Page excerpt —
┄┄┄┄┄┄┄┄┄┄

Many of you also feel that the
absence of simulations is a weakness of the paper. We chose to focus on
theoretical results because the literature already contains many
simulations studies comparing EP to other methods. Since the practical
effectiveness of EP is not in doubt, we tried to explain as much of our
results as the space constraints would allow.
Thank you again for
your time in reviewing this work.
Best regards ,
The
authors
Responses to specific comments
Reviewer 1: The CGA
was meant as a baseline approximate inference method. Comparaison against
other methods is interesting, but we feel like a more honest comparaison
would also include computational cost of each method, and goes way beyond
the scope of our work. It would also overlap with work such as Nickisch
and Rasmussen, 2008. Having multiple beta_m surprisingly changes nothing.
Indeed, in that case all hybrids and the priors are still (\sum
beta_m)strongly logconcave.
Reviewer 2: Using our results to
study prediction performance is a great idea. It seems to us that Th. 1
could be used to bound prediction error, relative to perfect Bayesian
inference, in a classification setting where predictions are made based on
posterior means and variances (using smoothness in the prediction
function). . Also, while we show that EP performs well on logconcave
sites, we believe that it could also work well on non logconcave sites,
both for prediction and classification.
Reviewer 3: Thank you very
much for correcting our mistake about the existence of fixedpoints. We'll
be sure to modify this point in future presentation.
Reviewer 6:
Our results are indeed specific to Gaussian EP. However, Gaussian EP does
represent an overwhelming majority of the practical uses of EP. It thus
seems to us like this isn't very damaging for the generality of our
results. It seems very hard to extend our current methods to nonGaussian
approximating families.

┄┄┄┄┄┄┄┄┄┄

Brief 1 —
Tally the lines of the listing below that contain the string "Return", treating case as significant, and give only the number.

Outline entries for images
┄┄┄┄┄┄┄┄┄┄

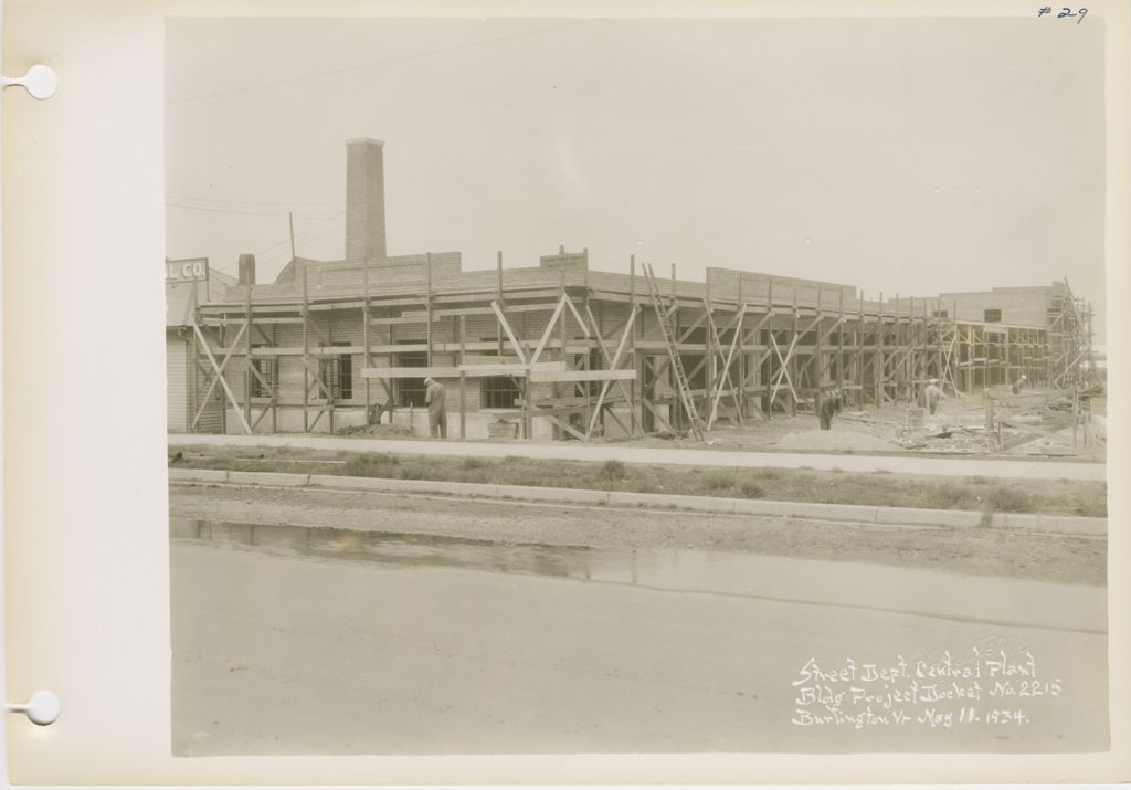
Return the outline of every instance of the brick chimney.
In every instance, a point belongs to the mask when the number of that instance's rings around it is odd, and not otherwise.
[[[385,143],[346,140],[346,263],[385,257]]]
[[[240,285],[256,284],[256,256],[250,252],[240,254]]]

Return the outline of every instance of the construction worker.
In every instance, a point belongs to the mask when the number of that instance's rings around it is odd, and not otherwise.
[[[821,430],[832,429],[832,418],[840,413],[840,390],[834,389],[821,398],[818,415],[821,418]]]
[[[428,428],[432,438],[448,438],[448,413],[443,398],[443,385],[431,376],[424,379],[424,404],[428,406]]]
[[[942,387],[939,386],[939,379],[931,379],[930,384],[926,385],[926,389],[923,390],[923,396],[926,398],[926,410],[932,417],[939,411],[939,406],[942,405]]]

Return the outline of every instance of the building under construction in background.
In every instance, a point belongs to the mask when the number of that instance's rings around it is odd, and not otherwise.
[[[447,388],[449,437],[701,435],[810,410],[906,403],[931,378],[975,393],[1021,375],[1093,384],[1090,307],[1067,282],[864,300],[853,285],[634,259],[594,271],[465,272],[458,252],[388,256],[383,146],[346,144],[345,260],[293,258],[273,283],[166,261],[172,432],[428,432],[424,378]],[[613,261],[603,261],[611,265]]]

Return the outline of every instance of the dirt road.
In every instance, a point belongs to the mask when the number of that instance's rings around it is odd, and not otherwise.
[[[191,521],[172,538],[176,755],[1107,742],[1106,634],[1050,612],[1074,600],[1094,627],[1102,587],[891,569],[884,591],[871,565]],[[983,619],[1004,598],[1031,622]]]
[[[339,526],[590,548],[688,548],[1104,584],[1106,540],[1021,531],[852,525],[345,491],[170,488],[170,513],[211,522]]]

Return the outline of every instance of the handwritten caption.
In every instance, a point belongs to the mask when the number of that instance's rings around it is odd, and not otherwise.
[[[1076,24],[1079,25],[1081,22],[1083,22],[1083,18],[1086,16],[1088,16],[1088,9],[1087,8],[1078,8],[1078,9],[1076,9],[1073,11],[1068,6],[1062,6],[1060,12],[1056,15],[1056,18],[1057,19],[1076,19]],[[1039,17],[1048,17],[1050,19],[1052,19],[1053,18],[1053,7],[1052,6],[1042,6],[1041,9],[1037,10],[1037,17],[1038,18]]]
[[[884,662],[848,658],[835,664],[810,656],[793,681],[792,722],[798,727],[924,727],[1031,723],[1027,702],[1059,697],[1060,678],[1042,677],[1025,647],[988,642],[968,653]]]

┄┄┄┄┄┄┄┄┄┄

Brief 2 —
Decide whether each statement agrees with the authors' response to reviewers, answering yes or no and quoting the deciding words of that response exactly: (a) The authors consider the practical effectiveness of EP to be in doubt. (b) Having multiple beta_m changes nothing. (c) The authors find it easy to extend their current methods to nonGaussian approximating families.

Correct output 1 —
5

Correct output 2 —
(a) No: "Since the practical effectiveness of EP is not in doubt"
(b) Yes: "Having multiple beta_m surprisingly changes nothing."
(c) No: "It seems very hard to extend our current methods to nonGaussian approximating families."